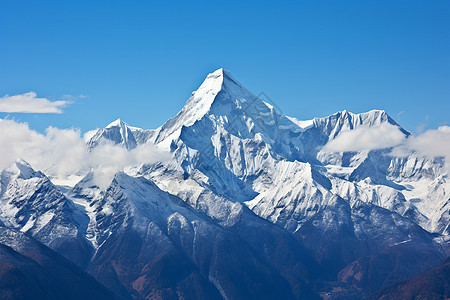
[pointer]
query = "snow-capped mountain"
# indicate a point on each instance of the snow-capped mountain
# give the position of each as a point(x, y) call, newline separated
point(252, 202)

Problem to work on: Copy every line from the records above that contains the string "capped".

Response area:
query = "snow-capped mountain"
# indicate a point on each instance of the snow-capped mountain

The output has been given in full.